Not for me. It's the opposite. The first two hours after I take it are a come up. My symptoms are different each time I take it: Sometimes I'm half cognizant at that time, sometimes normal. Sometimes I get very sleepy and want to take a nap. Sometimes it makes me feel like I have low blood sugar during the come up and I start mildly shaking needing to eat something. Sometimes an arm or my arms will go to sleep during the come up, which happens to me on lsd (but not mushrooms) as well. But once the come up is over, usually within an hour and a half, I feel completely normal like I took nothing.

I'm probably abnormal. I imagine if you take it while you do not have a migraine you'll get a mild heightened experience that may or may not be noticeable. It is, after all, a triptan.

Oddly, 4-aco always made my mind feel clear the way you're describing. A bit more awareness, a bit more clarity. On 4-aco I wouldn't notice much or any come up. It was just the effects from the drug getting stronger over the first hour.


Interesting. Sumatriptan makes me really loopy and slurs my speech. It can also make my jaw ache really bad, which is usually a sign it's working (it has about a 50% success rate for me). I often think that it works by moving the pain from my brain into my jaw.

I never really feel great after taking it, but I'll happily deal with the effects over a migraine any day.


Have you been checked for TMJ / teeth grinding? It's a common cause of migraines.


I have an obnoxious clicking in my jaw whenever I chew, but other than that I don't have TMJ as far as I know. I do grind my teeth, but it's sporadic and stress-related rather than a constant thing.

I haven't been able to correlate actual jaw tension, teeth grinding, and migraines in any meaningful pattern. I'd say a good 60-70% of my migraines are due to some mix of brightness, hunger, thirst, exercise, sleep, and stress. Another 10% alcohol, and the rest is random: "Here's the migraine you ordered! Oh, you didn't order one? Well here it is anyway, enjoy!"


Thankfully there are specialists that can help with that.


That clarity is definitely a thing for me. It's useless because I get dizzy and nauseous once the migraine fizzles.

Don't get me wrong, I 110% prefer the dizzy over Satan piercing my brain with a trident.


I'm sorry to hear that. It could be an inner ear issue. Sinuses are I believe the most common cause for migraines.

Unfortunately, I don't know if there is a process to clean out the inner ear. I met someone once who would get dizzy from time to time from her inner ear and it was just a condition she lived with.


I have indeed suffered from sinuses. I'll mention it to my physician. Also thanks for your top comment about avoiding life-long resistance -- you've been super helpful all around!


Aww thanks. <3


If you can’t get 4-aco but have access to mushrooms, search around for “lemon tek”, or “blue juice” cold water extraction. It can get you the psilocybin/psilocin without the body effect of chewing on mushrooms. Still not as easy to dose precisely as pharma grade, but don’t discount the entourage effect which could be as rich an area of research over the next few years as cannabinoid research is now.


Unfortunately, it became illegal around a decade ago. However, the ability to precisely measure a dose is a huge benefit over traditional mushrooms.

Anecdotally, I have a friend who experiences chronic cluster headaches and low mushroom doses were the first thing in 20+ years which they said just worked, and well, without any negative side-effects.

ABOUT THIS EXERCISE —
Answer these questions from the migraine discussion:
(a) Within what length of time does the first commenter say the come up is usually over?
(b) What success rate does sumatriptan have for the commenter whose jaw aches after taking it?
(c) What share of migraines does the commenter with the clicking jaw attribute to alcohol?
The entries that follow have no connection to the text above.

RECORDS SUPPLIED —
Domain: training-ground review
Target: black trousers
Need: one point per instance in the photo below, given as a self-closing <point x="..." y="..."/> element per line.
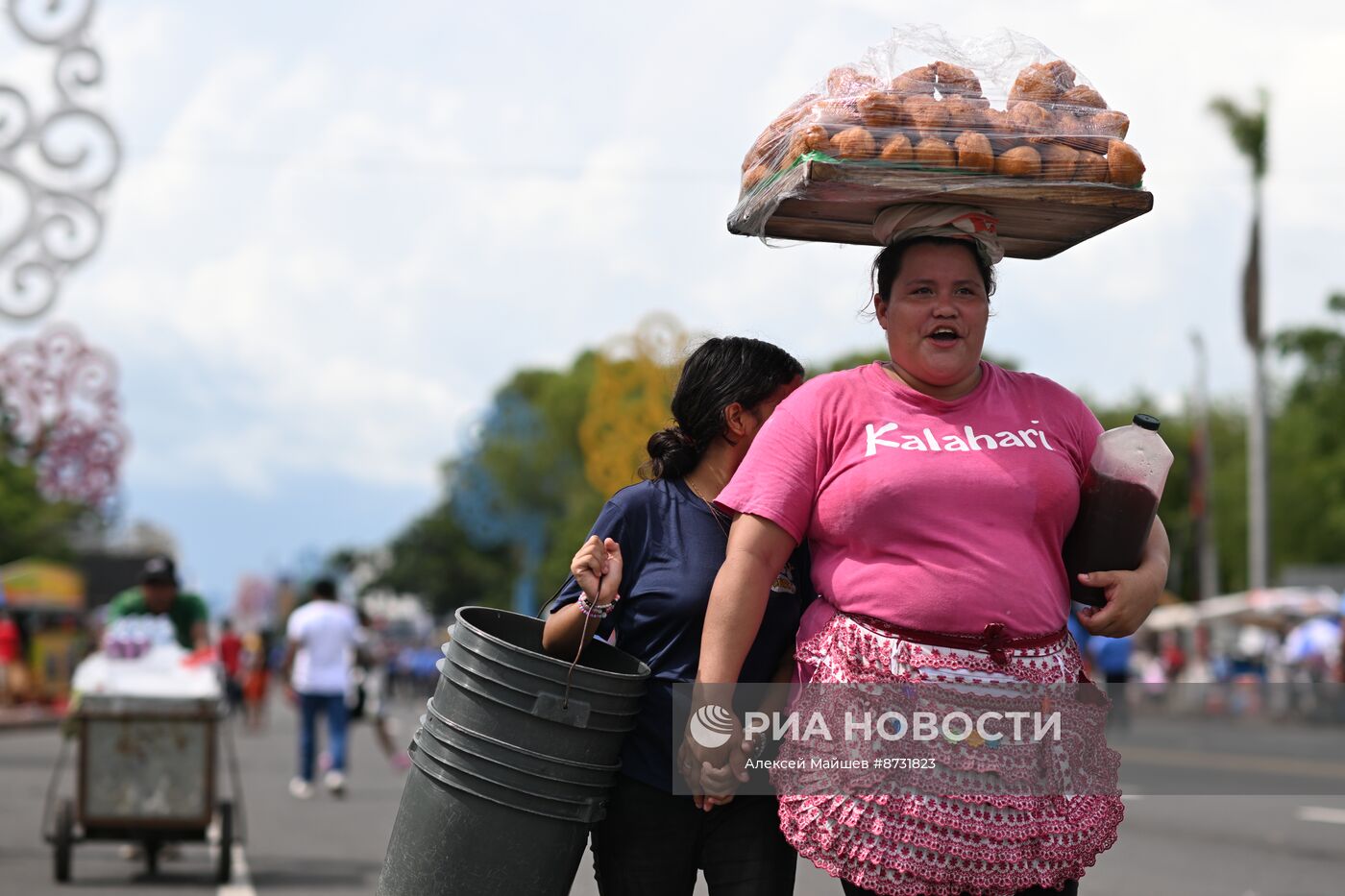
<point x="652" y="842"/>
<point x="1071" y="889"/>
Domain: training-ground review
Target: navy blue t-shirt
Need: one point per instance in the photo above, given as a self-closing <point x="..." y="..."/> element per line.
<point x="672" y="550"/>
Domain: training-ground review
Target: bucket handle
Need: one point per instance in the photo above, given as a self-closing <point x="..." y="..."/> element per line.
<point x="584" y="638"/>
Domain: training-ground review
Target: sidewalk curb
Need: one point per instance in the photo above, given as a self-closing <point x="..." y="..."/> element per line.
<point x="27" y="721"/>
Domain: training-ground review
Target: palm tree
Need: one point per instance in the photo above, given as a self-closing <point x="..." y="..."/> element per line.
<point x="1247" y="130"/>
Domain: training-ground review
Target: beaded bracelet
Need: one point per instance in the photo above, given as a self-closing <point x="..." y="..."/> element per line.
<point x="596" y="611"/>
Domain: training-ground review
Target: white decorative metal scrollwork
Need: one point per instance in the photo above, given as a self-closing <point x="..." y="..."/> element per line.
<point x="56" y="166"/>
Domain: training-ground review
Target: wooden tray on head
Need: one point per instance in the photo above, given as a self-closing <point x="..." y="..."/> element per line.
<point x="824" y="202"/>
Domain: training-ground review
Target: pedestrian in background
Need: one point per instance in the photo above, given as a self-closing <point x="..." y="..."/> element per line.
<point x="231" y="660"/>
<point x="256" y="662"/>
<point x="322" y="643"/>
<point x="159" y="593"/>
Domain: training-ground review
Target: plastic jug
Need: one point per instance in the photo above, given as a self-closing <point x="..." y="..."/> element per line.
<point x="1118" y="503"/>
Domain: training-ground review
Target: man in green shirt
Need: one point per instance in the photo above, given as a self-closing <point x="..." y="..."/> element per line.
<point x="157" y="594"/>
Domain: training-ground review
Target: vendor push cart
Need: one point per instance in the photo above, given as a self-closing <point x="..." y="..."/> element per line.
<point x="145" y="774"/>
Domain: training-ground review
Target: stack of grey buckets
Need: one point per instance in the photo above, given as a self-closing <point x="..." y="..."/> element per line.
<point x="511" y="764"/>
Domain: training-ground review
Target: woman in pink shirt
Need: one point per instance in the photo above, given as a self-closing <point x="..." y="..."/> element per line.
<point x="935" y="492"/>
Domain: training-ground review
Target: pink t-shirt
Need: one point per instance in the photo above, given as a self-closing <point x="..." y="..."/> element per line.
<point x="939" y="516"/>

ANSWER TO THE EXERCISE —
(a) Usually within an hour and a half.
(b) About 50%.
(c) Another 10%.